--- Lesetext ---
Norway by Bike – Tag 39: Lomsesanden – Lyngdal (1311 km)

Der Campingplatz hat sich ziemlich geleert. Die Saison ist zu Ende, das Wochenende ist vorbei und wo am Samstag noch viel Treiben war, ist jetzt leere Wiese und nur noch vereinzelte Camper über den Platz verstreut. Wir lassen uns heute wieder viel Zeit beim Einpacken. Sogar so viel, dass wir noch das Mittagessen auf dem Campingplatz abhalten. Wir haben alles gepackt und setzen uns mit Brot, Obst und ein paar Dosen Fisch auf die angrenzende Glamping-Plattform.

Großer Mittagstisch mit kleinem Besteck

Kurz vor der Abfahrt löst sich meine zweite seitliche Netztasche von der Lenkertasche. Jetzt sind beide Taschen ab. Schade, denn da konnte ich immer Kleinigkeiten oder auch mal einen Schnipsel Müll drin aufbewahren. Aber gut, so ist es nun. Kleben hat nicht geholfen, die Tasche hat sich einfach wieder gelöst, aber ansonsten funktioniert sie ja noch, also werde ich einen Ersatz noch aufschieben. Sind ja auch nicht billig, die Dinger.
--- Gegebene Daten ---
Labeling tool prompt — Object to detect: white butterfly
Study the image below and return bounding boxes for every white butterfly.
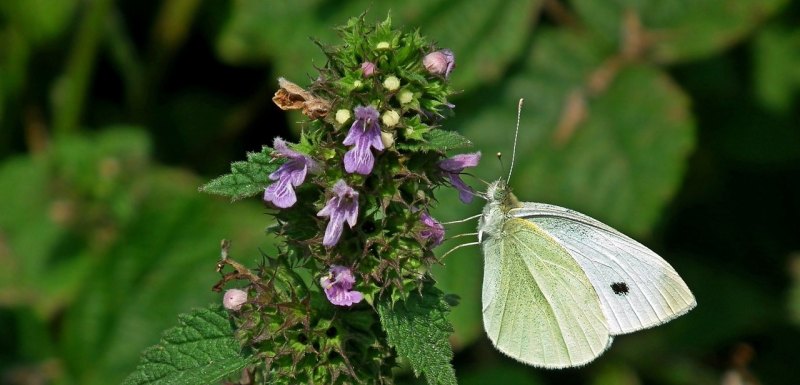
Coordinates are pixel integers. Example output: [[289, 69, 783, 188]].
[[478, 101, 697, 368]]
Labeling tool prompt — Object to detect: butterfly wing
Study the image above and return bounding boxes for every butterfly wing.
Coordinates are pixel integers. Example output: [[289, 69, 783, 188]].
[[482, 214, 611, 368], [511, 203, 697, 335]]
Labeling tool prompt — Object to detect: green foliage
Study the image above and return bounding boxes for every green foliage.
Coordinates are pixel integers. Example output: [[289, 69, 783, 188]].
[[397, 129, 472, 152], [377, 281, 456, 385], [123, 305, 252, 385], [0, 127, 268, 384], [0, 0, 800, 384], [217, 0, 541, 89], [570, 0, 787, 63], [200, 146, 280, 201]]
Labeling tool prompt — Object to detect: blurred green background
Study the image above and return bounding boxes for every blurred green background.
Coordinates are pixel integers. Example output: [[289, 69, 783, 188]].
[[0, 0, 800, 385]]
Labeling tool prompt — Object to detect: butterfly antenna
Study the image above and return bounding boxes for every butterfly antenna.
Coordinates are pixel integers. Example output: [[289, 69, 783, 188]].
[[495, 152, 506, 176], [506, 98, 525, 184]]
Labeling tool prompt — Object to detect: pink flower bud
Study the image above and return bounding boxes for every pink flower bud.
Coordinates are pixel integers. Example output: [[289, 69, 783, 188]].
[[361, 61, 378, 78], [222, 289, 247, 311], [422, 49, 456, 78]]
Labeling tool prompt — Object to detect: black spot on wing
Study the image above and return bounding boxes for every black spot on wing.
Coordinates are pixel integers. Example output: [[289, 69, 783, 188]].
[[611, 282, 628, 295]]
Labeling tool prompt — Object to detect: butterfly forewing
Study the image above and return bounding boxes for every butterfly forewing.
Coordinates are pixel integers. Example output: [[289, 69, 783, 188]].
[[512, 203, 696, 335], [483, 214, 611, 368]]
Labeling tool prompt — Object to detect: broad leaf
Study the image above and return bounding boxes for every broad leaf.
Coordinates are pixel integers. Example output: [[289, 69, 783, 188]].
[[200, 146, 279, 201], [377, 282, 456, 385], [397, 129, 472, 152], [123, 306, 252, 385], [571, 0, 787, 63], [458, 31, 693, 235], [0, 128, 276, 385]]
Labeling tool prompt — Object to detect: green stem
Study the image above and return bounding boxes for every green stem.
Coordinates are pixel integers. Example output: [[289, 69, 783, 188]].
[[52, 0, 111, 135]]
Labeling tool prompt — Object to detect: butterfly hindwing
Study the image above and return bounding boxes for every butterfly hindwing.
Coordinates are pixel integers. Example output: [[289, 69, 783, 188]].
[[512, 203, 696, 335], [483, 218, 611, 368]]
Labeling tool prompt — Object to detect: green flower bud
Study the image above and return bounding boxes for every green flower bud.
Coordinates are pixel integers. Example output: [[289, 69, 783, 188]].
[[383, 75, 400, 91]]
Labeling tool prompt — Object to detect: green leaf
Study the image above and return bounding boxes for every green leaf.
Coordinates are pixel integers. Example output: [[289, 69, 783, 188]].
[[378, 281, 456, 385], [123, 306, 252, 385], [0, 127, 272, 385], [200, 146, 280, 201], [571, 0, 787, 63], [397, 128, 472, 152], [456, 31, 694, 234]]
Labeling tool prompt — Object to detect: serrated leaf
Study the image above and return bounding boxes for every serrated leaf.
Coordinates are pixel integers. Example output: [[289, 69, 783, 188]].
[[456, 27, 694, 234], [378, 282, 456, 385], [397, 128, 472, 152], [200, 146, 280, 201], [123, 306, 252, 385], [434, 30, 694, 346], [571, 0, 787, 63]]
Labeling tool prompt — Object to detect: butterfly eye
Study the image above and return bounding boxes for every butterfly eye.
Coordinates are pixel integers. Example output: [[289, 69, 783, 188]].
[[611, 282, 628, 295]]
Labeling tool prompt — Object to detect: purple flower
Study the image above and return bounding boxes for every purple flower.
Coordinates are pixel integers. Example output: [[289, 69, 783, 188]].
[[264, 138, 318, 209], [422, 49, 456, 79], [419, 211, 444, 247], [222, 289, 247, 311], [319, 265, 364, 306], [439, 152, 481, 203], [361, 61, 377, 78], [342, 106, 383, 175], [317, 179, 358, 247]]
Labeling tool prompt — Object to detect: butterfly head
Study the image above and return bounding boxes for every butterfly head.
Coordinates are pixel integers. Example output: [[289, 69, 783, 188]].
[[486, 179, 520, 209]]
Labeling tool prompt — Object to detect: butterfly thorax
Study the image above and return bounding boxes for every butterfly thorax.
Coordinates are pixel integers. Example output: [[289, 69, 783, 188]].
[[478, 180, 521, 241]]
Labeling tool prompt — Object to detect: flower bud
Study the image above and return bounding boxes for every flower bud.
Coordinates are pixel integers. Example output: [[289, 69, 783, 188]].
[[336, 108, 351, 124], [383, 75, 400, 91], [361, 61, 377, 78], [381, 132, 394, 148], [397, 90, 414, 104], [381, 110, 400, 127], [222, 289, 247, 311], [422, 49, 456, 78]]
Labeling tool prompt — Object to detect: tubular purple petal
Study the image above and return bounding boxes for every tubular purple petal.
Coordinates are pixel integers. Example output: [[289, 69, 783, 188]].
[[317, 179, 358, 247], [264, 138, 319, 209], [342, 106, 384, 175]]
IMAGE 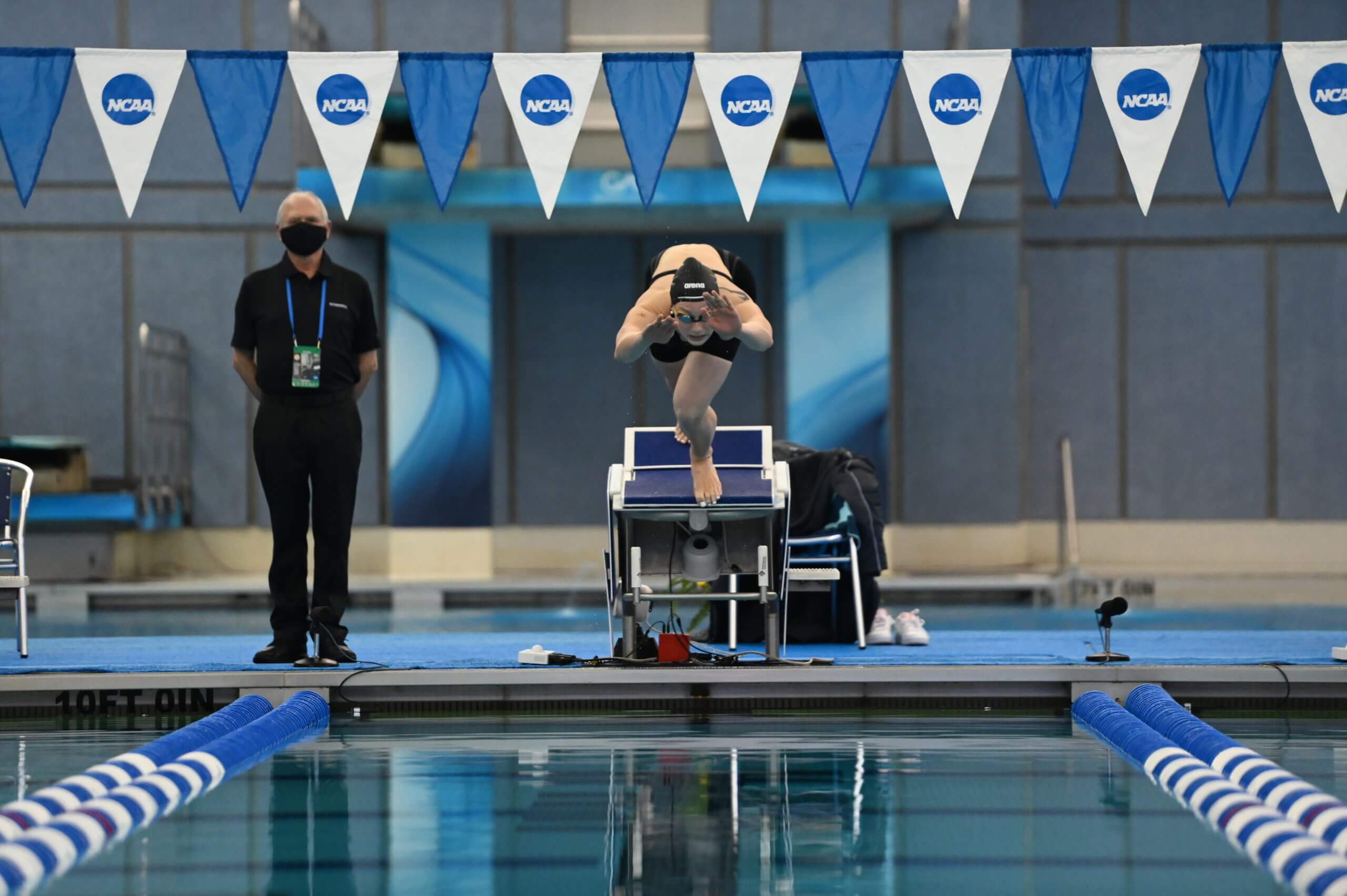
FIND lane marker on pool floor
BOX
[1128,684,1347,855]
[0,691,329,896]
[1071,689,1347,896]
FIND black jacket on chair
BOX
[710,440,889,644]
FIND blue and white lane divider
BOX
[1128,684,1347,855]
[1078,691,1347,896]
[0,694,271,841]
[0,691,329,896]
---
Aufgaben ->
**a.** Gib aus dem Lesetext den Abschnitt wortgetreu wieder, der mit den Worten „Kurz vor der“ anfängt und mit „billig, die Dinger.“ schließt.
**b.** Was löst sich laut Lesetext kurz vor der Abfahrt von der Lenkertasche?

Lösungen je Aufgabe ->
**a.**
Kurz vor der Abfahrt löst sich meine zweite seitliche Netztasche von der Lenkertasche. Jetzt sind beide Taschen ab. Schade, denn da konnte ich immer Kleinigkeiten oder auch mal einen Schnipsel Müll drin aufbewahren. Aber gut, so ist es nun. Kleben hat nicht geholfen, die Tasche hat sich einfach wieder gelöst, aber ansonsten funktioniert sie ja noch, also werde ich einen Ersatz noch aufschieben. Sind ja auch nicht billig, die Dinger.

**b.** Die zweite seitliche Netztasche.